ITEMS
━━━━━━━━

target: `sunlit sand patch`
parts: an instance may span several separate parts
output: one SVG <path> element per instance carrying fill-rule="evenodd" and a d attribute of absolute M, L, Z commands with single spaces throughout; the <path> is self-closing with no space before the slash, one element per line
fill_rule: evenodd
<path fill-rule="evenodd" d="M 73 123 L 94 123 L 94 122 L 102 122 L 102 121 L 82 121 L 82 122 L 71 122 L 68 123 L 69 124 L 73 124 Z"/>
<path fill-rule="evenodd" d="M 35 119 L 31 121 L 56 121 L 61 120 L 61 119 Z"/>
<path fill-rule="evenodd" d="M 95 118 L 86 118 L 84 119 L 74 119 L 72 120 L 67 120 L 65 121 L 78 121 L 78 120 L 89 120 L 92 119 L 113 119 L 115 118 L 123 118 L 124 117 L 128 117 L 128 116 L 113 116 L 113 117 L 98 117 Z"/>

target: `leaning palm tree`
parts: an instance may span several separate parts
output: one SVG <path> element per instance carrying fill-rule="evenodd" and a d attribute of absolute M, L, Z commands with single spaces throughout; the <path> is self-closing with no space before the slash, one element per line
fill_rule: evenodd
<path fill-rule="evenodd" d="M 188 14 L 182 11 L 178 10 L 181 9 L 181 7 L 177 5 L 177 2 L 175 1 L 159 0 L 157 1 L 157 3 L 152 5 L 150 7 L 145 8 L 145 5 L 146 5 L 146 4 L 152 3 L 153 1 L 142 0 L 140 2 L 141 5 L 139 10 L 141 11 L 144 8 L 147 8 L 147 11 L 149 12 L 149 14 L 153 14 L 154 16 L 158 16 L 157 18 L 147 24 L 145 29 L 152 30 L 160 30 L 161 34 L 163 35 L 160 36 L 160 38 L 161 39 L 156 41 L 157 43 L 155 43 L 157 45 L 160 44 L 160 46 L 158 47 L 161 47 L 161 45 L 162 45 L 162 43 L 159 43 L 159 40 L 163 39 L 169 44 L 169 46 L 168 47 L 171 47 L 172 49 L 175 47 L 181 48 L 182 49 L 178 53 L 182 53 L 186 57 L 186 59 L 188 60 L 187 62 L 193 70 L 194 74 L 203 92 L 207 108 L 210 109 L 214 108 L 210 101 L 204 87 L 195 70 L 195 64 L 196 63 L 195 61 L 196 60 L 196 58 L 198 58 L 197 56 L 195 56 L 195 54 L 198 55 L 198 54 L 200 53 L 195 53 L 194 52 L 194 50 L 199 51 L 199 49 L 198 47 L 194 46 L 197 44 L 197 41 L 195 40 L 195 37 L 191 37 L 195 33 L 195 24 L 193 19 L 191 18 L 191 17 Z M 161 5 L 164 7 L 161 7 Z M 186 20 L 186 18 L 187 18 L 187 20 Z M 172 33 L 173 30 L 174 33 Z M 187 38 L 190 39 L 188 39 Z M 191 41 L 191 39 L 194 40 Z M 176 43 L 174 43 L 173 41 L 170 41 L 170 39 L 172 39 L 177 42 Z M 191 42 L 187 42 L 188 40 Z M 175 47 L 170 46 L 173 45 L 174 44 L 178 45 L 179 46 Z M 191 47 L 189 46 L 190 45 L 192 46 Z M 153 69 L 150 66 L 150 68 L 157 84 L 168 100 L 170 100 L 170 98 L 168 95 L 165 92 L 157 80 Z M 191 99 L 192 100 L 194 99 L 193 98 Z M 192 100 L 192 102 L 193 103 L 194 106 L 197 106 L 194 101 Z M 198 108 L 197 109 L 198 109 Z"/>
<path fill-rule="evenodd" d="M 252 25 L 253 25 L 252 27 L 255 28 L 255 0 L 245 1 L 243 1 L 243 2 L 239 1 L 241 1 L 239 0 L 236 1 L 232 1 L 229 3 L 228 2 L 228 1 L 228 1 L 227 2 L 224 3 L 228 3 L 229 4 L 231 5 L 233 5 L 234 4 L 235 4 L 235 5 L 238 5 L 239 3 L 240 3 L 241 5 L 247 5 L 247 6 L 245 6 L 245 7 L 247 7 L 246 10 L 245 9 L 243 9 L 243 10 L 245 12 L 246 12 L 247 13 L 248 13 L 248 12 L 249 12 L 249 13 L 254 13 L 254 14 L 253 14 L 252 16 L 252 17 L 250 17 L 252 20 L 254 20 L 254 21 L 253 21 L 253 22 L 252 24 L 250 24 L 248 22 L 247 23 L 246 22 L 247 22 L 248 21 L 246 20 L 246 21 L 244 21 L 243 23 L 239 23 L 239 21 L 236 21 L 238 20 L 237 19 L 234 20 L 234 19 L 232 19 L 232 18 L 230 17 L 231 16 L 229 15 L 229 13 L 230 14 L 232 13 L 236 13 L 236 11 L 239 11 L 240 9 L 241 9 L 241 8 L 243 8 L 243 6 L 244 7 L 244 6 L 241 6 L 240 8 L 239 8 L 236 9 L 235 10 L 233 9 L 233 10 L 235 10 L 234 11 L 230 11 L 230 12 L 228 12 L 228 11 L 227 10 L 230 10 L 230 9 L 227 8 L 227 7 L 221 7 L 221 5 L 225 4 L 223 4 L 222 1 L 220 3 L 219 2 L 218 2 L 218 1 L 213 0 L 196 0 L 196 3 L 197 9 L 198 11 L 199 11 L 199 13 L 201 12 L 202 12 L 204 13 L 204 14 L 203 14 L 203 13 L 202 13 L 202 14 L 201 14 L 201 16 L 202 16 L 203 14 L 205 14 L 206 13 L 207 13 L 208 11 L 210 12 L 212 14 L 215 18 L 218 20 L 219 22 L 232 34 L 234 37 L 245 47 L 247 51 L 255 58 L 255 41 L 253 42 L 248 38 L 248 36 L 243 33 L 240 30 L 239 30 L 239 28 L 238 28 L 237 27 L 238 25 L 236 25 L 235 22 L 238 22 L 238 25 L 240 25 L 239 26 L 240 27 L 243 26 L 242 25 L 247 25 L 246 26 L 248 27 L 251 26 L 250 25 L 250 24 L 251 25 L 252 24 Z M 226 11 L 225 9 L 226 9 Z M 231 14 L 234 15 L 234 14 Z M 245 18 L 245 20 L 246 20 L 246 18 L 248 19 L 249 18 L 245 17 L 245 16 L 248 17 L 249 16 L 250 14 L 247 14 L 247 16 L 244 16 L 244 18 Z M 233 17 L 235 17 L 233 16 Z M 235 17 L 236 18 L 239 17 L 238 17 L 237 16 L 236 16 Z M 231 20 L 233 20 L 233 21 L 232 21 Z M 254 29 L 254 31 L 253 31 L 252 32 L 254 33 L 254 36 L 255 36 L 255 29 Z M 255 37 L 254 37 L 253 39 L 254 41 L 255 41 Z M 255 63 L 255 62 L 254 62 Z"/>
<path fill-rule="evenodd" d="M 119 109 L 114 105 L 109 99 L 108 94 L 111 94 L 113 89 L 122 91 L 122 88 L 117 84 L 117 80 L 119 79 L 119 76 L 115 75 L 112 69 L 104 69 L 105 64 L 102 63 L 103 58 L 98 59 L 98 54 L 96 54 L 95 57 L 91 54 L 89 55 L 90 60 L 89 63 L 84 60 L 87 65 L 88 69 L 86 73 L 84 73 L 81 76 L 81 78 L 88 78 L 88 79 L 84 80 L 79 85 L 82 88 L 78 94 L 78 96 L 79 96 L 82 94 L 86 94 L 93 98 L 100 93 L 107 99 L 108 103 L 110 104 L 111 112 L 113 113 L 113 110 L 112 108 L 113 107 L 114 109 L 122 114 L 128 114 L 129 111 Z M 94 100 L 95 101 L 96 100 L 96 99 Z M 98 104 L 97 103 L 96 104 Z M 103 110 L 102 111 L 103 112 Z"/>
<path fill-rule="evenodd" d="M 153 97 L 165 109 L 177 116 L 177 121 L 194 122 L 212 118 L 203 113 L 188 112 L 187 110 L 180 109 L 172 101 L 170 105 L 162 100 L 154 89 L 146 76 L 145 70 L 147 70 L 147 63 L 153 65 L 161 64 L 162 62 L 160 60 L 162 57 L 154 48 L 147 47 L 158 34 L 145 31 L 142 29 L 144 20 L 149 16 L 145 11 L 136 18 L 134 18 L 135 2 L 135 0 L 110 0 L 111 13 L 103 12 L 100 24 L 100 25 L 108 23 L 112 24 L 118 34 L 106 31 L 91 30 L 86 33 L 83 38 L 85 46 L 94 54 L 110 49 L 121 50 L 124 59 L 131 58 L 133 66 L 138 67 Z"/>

━━━━━━━━

PROBLEM TO WORK ON
Reproduce the entries word for word, starting at their first line and ending with the line that contains "95 118 L 86", including both of those lines.

COMPLETE ANSWER
target: `sunlit sand patch`
parts: an instance may span several separate parts
output: one SVG <path> element per instance carrying fill-rule="evenodd" and a d attribute of absolute M, L, Z commands with single spaces throughout; the <path> is self-closing with no space before the slash, one element per line
fill_rule: evenodd
<path fill-rule="evenodd" d="M 73 123 L 94 123 L 94 122 L 102 122 L 102 121 L 82 121 L 82 122 L 71 122 L 68 123 L 69 124 L 73 124 Z"/>
<path fill-rule="evenodd" d="M 35 119 L 31 121 L 56 121 L 61 120 L 61 119 Z"/>
<path fill-rule="evenodd" d="M 95 118 L 86 118 L 84 119 L 74 119 L 72 120 L 67 120 L 65 121 L 78 121 L 78 120 L 89 120 L 92 119 L 113 119 L 115 118 L 123 118 L 124 117 L 128 117 L 128 116 L 113 116 L 113 117 L 98 117 Z"/>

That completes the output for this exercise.